[Dataset listing]
▬▬▬
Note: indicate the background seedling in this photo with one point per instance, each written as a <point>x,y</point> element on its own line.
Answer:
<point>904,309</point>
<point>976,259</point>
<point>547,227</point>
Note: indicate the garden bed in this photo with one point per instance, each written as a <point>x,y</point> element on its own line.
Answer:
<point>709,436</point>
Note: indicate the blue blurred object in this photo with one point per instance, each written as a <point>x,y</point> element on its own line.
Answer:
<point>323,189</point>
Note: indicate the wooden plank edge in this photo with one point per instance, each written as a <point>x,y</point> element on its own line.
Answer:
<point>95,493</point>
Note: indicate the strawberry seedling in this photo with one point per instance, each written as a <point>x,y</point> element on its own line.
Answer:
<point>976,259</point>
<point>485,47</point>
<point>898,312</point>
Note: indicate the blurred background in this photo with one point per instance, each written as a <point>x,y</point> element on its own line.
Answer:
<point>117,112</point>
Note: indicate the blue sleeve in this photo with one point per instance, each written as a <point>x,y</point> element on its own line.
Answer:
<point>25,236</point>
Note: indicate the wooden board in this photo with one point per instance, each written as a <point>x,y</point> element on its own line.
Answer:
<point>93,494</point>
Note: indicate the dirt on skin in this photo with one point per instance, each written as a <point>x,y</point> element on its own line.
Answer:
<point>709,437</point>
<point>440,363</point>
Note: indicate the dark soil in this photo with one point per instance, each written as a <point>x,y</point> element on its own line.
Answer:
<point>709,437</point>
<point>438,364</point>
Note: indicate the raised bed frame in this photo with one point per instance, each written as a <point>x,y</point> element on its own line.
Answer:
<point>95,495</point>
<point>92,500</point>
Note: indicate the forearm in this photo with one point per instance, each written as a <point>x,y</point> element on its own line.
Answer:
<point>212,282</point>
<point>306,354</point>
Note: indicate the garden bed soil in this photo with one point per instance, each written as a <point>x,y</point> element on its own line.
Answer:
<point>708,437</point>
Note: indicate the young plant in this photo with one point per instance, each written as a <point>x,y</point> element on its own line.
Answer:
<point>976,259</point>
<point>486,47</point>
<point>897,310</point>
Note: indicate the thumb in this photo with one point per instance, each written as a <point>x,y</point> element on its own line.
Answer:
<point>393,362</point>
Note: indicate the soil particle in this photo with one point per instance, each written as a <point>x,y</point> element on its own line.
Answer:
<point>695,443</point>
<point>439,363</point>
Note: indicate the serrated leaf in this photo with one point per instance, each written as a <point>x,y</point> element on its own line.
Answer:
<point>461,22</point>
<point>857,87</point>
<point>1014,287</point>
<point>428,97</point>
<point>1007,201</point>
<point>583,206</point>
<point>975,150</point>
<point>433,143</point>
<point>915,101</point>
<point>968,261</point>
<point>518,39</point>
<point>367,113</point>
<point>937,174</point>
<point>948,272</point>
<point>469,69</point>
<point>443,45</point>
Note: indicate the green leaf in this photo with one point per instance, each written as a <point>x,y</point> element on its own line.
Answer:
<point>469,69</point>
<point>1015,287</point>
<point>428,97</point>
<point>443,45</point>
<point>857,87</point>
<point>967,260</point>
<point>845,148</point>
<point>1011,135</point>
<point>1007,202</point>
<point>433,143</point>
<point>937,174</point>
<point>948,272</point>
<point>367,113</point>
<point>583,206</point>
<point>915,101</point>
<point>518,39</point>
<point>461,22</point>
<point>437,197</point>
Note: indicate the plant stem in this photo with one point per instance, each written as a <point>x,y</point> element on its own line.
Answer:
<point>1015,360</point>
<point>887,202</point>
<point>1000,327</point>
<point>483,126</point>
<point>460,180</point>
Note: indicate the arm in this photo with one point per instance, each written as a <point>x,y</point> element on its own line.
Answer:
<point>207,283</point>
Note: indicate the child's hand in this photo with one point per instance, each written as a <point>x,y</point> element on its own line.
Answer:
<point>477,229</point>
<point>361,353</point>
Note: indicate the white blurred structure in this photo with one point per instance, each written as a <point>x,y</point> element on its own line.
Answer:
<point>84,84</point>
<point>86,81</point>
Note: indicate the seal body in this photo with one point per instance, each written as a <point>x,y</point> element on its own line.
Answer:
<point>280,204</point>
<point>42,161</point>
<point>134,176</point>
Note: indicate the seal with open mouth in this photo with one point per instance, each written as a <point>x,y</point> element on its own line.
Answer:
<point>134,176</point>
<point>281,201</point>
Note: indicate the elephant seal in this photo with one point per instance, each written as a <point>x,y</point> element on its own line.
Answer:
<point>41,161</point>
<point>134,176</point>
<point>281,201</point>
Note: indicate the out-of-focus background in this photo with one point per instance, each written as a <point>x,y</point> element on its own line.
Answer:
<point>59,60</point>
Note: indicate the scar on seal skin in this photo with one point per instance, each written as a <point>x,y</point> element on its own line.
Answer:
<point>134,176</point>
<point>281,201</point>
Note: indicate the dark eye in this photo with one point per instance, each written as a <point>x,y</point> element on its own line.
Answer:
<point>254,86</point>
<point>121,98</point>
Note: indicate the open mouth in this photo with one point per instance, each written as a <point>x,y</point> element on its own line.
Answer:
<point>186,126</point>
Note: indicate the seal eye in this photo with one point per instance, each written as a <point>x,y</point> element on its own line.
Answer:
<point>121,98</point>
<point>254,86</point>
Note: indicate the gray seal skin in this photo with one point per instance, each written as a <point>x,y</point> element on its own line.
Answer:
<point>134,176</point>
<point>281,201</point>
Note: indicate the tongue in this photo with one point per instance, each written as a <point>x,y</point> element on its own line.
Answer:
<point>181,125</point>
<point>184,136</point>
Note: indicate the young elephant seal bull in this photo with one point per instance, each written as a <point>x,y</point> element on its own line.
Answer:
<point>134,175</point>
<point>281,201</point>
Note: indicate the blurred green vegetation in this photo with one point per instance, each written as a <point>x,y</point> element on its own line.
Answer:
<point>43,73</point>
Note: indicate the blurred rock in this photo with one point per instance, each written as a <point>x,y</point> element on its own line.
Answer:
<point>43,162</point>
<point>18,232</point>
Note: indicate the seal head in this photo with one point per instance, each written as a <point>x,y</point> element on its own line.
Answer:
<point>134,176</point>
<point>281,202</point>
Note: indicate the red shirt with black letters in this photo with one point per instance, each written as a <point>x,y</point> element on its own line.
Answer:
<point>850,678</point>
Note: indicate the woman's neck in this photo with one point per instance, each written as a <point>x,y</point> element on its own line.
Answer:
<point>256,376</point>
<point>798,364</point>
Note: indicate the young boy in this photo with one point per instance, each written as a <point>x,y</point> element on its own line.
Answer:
▬▬▬
STATED EXERCISE
Print the listing above again, every line unchanged.

TASK RESPONSE
Note: indicate the background seedling in this photo with one point per instance, each written as a <point>x,y</point> element on its own line.
Answer:
<point>904,309</point>
<point>976,259</point>
<point>547,227</point>
Note: indicate the garden bed in this photo with one point per instance, each written as a <point>x,y</point> element on its own line.
Answer:
<point>709,436</point>
Note: indicate the blue blurred object in this photo with one point per instance, each written as a <point>x,y</point> element on its own line.
Answer:
<point>323,189</point>
Note: indicate the wooden plank edge in this photo with one point per instance, each written as a <point>x,y</point> element on its own line.
Answer:
<point>95,493</point>
Note: indicate the strawberry seedling in this photo with one point per instance, each written as a <point>x,y</point> element on its own line.
Answer:
<point>976,259</point>
<point>485,47</point>
<point>898,312</point>
Note: indicate the blurred background in this photo with one point per instance, each written as a <point>x,y</point> element on its own line.
Answer:
<point>117,112</point>
Note: indicate the blue sleeve in this photo with one point per instance, each written as a <point>x,y</point> element on its own line.
Answer:
<point>25,236</point>
Note: indicate the wooden board in this photo with one point per instance, each written as a <point>x,y</point> element on its own line.
Answer:
<point>93,494</point>
Note: indicate the dirt on skin in this photo with one point per instance, each written as a <point>x,y</point> element on its own line.
Answer:
<point>709,437</point>
<point>440,363</point>
Note: indicate the dark soil in this photo with one point per instance, each written as a <point>x,y</point> element on its own line.
Answer:
<point>709,437</point>
<point>438,364</point>
Note: indicate the raised bed frame in this photo with one point per instance, each written as a <point>x,y</point> element on its own line.
Answer:
<point>95,495</point>
<point>92,500</point>
Note: indicate the forearm in this photo with one point per instance, each written as a <point>x,y</point> element on its own line.
Answer:
<point>212,282</point>
<point>306,354</point>
Note: indicate the garden bed soil in this photo with one point per instance, each written as a <point>x,y</point> element on its own line.
Answer:
<point>708,437</point>
Note: indicate the young plant in this photo with one point per instance, each written as a <point>x,y</point> element on its own line.
Answer:
<point>976,259</point>
<point>486,47</point>
<point>897,310</point>
Note: indicate the thumb in this photo with one point per instance, each written as a <point>x,y</point> element on its own line.
Answer:
<point>393,362</point>
Note: indicate the soil particle in this photo with one point per instance, each written as a <point>x,y</point> element on its own line.
Answer:
<point>695,443</point>
<point>439,363</point>
Note: indicate the serrated leaf in this photo with one point per instance, each written as a <point>x,y</point> element on its own line.
Answer:
<point>461,22</point>
<point>857,87</point>
<point>1014,287</point>
<point>428,97</point>
<point>1007,201</point>
<point>583,206</point>
<point>975,150</point>
<point>433,143</point>
<point>915,101</point>
<point>968,261</point>
<point>518,39</point>
<point>367,113</point>
<point>937,174</point>
<point>948,272</point>
<point>469,69</point>
<point>443,45</point>
Note: indicate the green leaf in this photo with one point per instance, each written as a <point>x,y</point> element on its own line.
Answer:
<point>469,69</point>
<point>1015,287</point>
<point>428,97</point>
<point>443,45</point>
<point>857,87</point>
<point>967,260</point>
<point>845,148</point>
<point>1011,135</point>
<point>1007,202</point>
<point>433,143</point>
<point>937,174</point>
<point>948,272</point>
<point>367,113</point>
<point>583,206</point>
<point>915,101</point>
<point>518,39</point>
<point>461,22</point>
<point>437,197</point>
Note: indicate the plant stem in this photo with one point per instance, each written as a <point>x,y</point> element on its own line.
Answer:
<point>1015,360</point>
<point>887,202</point>
<point>1000,327</point>
<point>483,126</point>
<point>460,180</point>
Note: indicate the arm in this photo with one point per instance, each written as a <point>x,y</point> element on its own line.
Answer:
<point>207,283</point>
Note: indicate the child's hand in this photo with one point per instance, each written as a <point>x,y</point> element on its own line.
Answer:
<point>477,229</point>
<point>361,353</point>
Note: indicate the white blurred structure in this photo with one point per instance, each written as a <point>x,y</point> element on its own line.
Answer:
<point>84,84</point>
<point>86,81</point>
Note: indicate the seal body in this photo with one point per instance, each written as a <point>x,y</point> element on its own line.
Answer:
<point>280,204</point>
<point>42,161</point>
<point>134,176</point>
Note: indicate the seal with open mouth in this photo with one point per instance, each written as a <point>x,y</point> element on its own line.
Answer:
<point>134,176</point>
<point>281,201</point>
Note: indicate the elephant seal in this photo with one point per instance, each written as a <point>x,y</point> element on its own line.
Answer:
<point>41,161</point>
<point>134,176</point>
<point>281,201</point>
Note: indicate the out-of-focus background in this photo with one point per instance, each written as a <point>x,y</point> element on its own line.
Answer:
<point>59,60</point>
Note: indicate the scar on seal skin in this photo with one point per instance, each written as a <point>x,y</point> element on its own line.
Answer:
<point>134,176</point>
<point>281,201</point>
Note: indicate the dark eye in this photo with one point per instance, each written as a <point>x,y</point> element on its own line.
Answer:
<point>254,86</point>
<point>121,98</point>
Note: indicate the open mouth in this photo with one point per instance, each written as a <point>x,y</point> element on its own line.
Answer:
<point>186,126</point>
Note: indicate the seal eye in this photo with one point per instance, each written as a <point>x,y</point> element on its own line.
Answer:
<point>121,98</point>
<point>254,86</point>
Note: indicate the gray seal skin in this photo with one point per instance, each written as a <point>x,y</point> element on its own line.
Answer:
<point>134,176</point>
<point>281,201</point>
Note: indicate the tongue in this photo with one point per instance, each written as a <point>x,y</point> element on its own line.
Answer:
<point>181,125</point>
<point>184,136</point>
Note: indicate the young elephant seal bull in this photo with one point per instance, each written as a <point>x,y</point> element on its own line.
Answer:
<point>134,175</point>
<point>281,201</point>
Note: indicate the blurred green vegetation in this photo with one point per instance, each written as a <point>x,y</point> element on its own line.
Answer:
<point>43,73</point>
Note: indicate the blurred rock in this photo with one point per instance, each written as a <point>x,y</point> element on its own line.
Answer:
<point>43,162</point>
<point>18,232</point>
Note: indicate the seal head in this photo with one point per instance, each written as a <point>x,y</point> element on its own line.
Answer:
<point>134,176</point>
<point>281,202</point>
Note: indicate the red shirt with black letters in this photo with one point per instance, each written as a <point>x,y</point> element on its own line.
Answer:
<point>850,678</point>
Note: indicate the woman's neck in this photo with one point per instance, each written as a <point>x,y</point> element on its own line.
Answer:
<point>256,376</point>
<point>798,364</point>
Note: indicate the young boy in this photo with one point per instance, each written as a <point>x,y</point> element on its own line.
Answer:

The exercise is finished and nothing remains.